▸ **EXERCISE TASKS**:
1 > Translate this sentence from the abstract on outsourcing and offshoring into French: "This working paper argues that the specter needs to be dispelled."
2 > Write a continuation of the abstract on outsourcing and offshoring in Europe, picking up after its final sentence.

▸ **PASSAGE PROVIDED**:
## Begin

Outsourcing and Offshoring: Pushing the European Model Over the Hill, Rather Than Off the Cliff!

Jacob Funk Kirkegaard

March 2005

Institute for International Economics

Abstract

Once again a specter is haunting Europe-not in the shape that Marx saw it but in the form of outsourcing and offshoring, which allegedly will empty Europe of the highly skilled high-paying jobs of the future. This working paper argues that the specter needs to be dispelled. Today, Europe faces challenges in the form of low productivity growth and low labor utilization/high unemployment.1 Outsourcing and offshoring, far from being a blight, are powerful tools to help solve the productivity growth problem and may also-provided the right structural reforms are implemented-assist in solving Europe's low employment problem.

European governments must realize that offshoring and outsourcing are not simply "a trade issue" but require policy responses on far broader fronts, such as labor markets, education, and regional policies. Auspiciously, EU members2 already have many of the required solutions at hand in the Lisbon Agenda to generate both higher productivity growth and higher employment from outsourcing and offshoring-what matters is that they are implemented. Managing the impact of outsourcing and offshoring presents an opportunity to solve Europe's most pressing problems of low productivity growth and low employment. Outsourcing and offshoring, however, also connote a very important additional imperative for structural reforms in Europe. European economies cannot simply opt out of either outsourcing or offshoring, and the two will substantially increase the costs to Europe of not quickly implementing relevant parts of the Lisbon Agenda and other reforms. Today Europe, through offshoring and outsourcing, is feeling the "gaiatsu" of an outside world that has raised its game in terms of competitiveness and human talent to new heights. This rapid development of the world around them must make European decision makers realize that the status quo is now even less sustainable. If Europe stands still now, it will be run over.

## End

Pointing dataset records:
## Begin

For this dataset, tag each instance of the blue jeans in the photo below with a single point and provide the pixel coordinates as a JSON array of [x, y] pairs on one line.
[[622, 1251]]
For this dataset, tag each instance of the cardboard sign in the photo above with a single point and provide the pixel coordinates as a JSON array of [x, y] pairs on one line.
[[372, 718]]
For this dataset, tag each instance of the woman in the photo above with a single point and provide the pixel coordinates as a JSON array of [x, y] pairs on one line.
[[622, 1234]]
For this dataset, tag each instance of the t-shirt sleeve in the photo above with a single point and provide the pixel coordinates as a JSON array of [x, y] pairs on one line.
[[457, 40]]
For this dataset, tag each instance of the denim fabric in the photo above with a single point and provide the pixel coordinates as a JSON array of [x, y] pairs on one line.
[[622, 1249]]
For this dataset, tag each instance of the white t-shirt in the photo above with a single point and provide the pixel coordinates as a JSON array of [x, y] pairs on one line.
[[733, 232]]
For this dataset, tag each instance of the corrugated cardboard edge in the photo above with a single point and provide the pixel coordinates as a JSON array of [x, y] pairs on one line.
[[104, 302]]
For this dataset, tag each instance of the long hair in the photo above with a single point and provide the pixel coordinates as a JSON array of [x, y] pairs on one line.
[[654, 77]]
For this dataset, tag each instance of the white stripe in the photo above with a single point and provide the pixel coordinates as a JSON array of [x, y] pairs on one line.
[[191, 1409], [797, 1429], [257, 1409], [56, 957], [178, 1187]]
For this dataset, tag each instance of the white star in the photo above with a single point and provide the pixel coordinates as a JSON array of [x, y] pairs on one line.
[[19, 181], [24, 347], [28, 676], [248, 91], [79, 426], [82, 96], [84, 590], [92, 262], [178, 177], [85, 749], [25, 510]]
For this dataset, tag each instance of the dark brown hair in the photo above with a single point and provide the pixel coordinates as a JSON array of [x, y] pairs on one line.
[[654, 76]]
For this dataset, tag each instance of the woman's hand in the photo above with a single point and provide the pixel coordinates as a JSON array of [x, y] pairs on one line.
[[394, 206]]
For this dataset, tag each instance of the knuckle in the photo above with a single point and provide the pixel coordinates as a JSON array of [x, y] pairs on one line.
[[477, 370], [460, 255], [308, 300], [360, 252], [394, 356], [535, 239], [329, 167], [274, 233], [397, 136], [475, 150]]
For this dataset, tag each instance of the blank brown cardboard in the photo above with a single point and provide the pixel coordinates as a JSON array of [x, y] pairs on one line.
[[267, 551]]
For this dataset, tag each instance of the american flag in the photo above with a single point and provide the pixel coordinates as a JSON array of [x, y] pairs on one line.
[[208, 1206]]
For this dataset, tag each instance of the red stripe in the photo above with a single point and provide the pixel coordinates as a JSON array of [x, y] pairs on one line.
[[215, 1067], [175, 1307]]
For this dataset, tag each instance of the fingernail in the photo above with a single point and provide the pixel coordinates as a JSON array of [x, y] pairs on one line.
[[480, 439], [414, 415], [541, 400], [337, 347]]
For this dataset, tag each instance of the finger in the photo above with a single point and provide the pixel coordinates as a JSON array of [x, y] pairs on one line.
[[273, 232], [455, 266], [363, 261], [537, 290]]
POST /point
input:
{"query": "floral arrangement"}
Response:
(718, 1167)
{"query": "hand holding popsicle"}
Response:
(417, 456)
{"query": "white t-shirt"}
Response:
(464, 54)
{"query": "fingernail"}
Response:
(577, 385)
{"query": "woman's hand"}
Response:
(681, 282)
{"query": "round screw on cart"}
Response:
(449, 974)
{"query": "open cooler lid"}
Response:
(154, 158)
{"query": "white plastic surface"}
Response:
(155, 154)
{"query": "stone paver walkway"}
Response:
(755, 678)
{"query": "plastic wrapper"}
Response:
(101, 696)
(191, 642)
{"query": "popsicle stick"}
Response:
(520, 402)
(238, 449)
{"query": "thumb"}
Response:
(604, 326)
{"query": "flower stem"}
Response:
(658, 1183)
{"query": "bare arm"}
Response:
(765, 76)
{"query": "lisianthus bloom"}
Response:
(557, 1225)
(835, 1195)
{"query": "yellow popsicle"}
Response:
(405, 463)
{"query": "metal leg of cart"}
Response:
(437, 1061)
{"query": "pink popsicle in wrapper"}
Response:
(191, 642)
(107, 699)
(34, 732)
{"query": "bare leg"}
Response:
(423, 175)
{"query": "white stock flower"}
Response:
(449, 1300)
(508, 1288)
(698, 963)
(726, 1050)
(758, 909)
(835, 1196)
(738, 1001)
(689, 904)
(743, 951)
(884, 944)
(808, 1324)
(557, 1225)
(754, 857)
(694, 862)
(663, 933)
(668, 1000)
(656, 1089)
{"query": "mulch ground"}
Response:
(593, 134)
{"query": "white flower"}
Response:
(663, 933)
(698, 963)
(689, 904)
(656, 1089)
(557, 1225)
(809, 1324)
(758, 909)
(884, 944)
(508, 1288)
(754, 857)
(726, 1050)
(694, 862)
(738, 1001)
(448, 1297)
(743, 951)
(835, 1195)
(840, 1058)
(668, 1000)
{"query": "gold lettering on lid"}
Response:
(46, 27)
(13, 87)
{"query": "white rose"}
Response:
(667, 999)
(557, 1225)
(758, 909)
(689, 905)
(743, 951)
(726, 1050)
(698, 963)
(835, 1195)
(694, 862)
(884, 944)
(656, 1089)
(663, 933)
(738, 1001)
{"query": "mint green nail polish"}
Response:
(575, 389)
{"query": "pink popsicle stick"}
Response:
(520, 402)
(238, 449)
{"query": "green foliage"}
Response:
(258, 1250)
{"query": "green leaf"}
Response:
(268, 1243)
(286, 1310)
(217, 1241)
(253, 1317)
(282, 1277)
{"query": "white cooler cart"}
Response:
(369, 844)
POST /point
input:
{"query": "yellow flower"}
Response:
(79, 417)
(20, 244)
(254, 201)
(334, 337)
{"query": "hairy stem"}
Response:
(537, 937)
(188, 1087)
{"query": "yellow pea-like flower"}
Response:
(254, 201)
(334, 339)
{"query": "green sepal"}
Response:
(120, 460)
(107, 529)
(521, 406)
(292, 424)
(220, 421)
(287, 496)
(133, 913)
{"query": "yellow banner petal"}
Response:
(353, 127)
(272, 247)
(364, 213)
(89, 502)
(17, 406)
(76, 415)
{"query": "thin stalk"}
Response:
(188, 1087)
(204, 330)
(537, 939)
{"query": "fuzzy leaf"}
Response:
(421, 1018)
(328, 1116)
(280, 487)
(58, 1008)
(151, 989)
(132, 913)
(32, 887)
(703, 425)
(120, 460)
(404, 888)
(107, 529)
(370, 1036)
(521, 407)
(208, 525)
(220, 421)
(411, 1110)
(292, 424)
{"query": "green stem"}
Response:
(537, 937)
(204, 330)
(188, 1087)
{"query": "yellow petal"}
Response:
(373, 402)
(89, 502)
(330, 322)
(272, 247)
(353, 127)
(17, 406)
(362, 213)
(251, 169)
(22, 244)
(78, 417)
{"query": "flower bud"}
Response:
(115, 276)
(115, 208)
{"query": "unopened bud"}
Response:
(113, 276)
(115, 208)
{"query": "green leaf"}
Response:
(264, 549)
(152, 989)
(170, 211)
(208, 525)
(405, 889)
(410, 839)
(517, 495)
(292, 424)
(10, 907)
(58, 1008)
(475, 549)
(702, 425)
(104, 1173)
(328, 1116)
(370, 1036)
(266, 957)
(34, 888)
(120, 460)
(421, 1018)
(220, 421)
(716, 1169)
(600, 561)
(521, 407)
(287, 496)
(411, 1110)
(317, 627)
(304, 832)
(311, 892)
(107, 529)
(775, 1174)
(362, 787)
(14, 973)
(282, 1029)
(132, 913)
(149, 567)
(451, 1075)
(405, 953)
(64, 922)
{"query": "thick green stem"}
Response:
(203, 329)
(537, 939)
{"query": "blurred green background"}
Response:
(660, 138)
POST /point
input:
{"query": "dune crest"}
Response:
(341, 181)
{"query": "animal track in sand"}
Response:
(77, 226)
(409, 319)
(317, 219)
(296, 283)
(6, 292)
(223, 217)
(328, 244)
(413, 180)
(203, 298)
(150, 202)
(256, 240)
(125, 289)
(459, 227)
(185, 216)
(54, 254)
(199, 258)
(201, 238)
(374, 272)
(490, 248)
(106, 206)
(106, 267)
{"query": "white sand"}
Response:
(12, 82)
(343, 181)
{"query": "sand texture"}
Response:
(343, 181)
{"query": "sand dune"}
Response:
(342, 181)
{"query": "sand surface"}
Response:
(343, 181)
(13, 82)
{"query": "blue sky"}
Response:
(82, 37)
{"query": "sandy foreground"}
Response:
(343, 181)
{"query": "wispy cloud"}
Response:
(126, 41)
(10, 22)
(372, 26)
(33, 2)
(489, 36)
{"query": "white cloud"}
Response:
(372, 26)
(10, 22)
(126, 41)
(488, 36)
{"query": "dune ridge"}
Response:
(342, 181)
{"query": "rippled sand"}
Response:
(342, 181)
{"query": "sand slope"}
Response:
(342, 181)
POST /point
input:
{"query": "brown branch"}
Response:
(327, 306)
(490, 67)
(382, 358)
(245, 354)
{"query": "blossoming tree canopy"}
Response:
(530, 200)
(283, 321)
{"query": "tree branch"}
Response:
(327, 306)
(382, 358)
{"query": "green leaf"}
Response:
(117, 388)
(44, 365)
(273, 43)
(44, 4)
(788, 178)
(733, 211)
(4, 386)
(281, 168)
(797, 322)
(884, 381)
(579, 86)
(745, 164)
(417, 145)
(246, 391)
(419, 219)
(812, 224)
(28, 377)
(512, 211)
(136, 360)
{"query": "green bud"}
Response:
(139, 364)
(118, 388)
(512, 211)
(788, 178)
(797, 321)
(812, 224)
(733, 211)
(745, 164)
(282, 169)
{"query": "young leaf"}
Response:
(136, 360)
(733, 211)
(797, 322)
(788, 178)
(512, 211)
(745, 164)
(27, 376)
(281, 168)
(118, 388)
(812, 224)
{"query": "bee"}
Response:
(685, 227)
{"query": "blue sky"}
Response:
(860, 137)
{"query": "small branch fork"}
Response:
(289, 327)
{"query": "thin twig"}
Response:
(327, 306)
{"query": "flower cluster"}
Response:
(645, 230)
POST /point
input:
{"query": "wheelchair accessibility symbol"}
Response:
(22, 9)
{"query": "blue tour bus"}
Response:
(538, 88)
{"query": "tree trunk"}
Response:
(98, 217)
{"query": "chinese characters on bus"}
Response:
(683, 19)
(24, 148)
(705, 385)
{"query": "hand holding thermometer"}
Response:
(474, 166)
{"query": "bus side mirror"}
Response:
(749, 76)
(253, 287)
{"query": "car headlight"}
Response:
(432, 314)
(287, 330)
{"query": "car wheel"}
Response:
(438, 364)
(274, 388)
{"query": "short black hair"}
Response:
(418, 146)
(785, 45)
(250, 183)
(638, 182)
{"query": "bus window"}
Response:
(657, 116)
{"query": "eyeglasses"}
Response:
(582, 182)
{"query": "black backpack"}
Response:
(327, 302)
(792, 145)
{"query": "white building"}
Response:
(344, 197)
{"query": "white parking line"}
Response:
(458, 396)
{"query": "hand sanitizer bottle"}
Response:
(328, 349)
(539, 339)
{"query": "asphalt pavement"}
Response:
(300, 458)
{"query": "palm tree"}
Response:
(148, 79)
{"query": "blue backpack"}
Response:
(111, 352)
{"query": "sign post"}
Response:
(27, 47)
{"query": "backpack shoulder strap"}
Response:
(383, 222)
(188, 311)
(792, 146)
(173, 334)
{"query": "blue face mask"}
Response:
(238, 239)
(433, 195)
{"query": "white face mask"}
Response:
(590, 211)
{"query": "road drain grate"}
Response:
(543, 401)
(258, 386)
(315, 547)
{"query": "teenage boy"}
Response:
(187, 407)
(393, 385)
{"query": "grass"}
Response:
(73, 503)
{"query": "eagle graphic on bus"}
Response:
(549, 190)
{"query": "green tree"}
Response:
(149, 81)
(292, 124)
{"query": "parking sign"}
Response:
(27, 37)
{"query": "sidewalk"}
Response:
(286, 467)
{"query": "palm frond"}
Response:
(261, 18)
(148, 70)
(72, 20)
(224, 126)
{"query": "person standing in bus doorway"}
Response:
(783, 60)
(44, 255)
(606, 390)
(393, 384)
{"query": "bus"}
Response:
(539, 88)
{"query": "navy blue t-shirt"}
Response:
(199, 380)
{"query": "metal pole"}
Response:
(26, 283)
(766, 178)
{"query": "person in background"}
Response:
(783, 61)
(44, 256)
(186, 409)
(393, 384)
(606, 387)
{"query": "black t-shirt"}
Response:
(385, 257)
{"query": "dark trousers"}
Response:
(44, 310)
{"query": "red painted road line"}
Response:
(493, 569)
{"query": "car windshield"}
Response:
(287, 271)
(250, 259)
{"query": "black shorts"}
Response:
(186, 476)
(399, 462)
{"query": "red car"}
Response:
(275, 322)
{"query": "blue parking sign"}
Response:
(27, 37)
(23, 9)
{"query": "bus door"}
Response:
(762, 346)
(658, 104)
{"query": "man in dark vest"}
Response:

## End

▸ **EXERCISE RESPONSES**:
1 > Ce document de travail soutient que ce spectre doit être dissipé.

2 >
This working paper starts off with a brief discussion of the definition of outsourcing and offshoring and in section II attempts to grasp from available sources the extent of outsourcing and offshoring in Europe. Section III identifies the winners and losers from the phenomenon in the EU- 15. Section IV details which of Europe's policy areas currently pose obstacles to the continent benefiting from offshoring and outsourcing, and section V provides prescriptions to remedy these impediments and indicates what Europe should do to utilize outsourcing and offshoring to solve her underlying structural problems of low productivity growth and low employment. Concluding remarks round up the paper.